* TASK DATA *
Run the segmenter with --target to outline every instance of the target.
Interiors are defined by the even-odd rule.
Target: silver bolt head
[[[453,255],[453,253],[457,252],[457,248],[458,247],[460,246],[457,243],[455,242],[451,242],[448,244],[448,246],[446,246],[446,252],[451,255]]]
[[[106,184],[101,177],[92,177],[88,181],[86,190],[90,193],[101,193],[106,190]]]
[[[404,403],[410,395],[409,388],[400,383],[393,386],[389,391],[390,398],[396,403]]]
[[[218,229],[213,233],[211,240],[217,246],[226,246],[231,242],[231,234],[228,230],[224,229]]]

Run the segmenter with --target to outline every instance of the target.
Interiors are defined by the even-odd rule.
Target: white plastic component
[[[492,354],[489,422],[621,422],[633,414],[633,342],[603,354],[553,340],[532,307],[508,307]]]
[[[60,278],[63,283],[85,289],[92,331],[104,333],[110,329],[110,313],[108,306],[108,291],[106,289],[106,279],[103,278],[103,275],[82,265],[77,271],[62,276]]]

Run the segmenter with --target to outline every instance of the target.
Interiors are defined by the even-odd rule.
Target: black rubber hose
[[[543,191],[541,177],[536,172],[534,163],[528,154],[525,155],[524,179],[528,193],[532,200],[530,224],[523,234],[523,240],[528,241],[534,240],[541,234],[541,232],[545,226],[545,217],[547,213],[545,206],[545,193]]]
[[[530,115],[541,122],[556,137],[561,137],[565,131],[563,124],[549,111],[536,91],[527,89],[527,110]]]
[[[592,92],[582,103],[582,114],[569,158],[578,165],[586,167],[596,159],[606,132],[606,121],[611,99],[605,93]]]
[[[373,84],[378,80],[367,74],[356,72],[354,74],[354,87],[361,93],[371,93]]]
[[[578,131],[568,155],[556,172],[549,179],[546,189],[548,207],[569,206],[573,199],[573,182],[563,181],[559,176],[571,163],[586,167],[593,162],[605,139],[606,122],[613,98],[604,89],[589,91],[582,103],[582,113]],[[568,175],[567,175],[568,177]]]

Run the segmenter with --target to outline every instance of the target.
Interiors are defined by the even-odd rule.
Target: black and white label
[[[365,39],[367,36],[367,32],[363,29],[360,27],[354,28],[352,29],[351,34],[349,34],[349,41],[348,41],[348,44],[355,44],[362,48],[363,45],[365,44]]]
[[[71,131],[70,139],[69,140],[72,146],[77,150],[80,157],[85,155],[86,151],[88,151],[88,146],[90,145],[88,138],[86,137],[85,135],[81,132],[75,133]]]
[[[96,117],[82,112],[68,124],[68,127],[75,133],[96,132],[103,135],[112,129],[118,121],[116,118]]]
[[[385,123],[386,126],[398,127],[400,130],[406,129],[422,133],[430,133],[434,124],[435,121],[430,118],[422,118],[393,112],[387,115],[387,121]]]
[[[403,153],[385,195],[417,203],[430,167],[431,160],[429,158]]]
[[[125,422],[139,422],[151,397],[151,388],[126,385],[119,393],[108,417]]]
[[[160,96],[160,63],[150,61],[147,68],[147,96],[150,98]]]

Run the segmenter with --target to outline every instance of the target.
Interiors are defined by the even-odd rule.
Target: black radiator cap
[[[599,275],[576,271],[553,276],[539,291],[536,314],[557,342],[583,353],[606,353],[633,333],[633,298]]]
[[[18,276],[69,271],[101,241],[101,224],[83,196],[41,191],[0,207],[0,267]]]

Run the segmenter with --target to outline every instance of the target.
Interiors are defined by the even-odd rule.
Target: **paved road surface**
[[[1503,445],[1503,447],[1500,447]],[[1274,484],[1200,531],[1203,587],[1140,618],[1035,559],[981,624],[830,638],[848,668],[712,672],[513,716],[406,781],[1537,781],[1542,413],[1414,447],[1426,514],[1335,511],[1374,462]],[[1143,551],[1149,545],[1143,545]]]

* GIVEN PROBLEM *
Please collect each line of the data above that contains the word "black". Case counts.

* THE REPLY *
Target: black rubber hose
Target: black and white label
Target: black radiator cap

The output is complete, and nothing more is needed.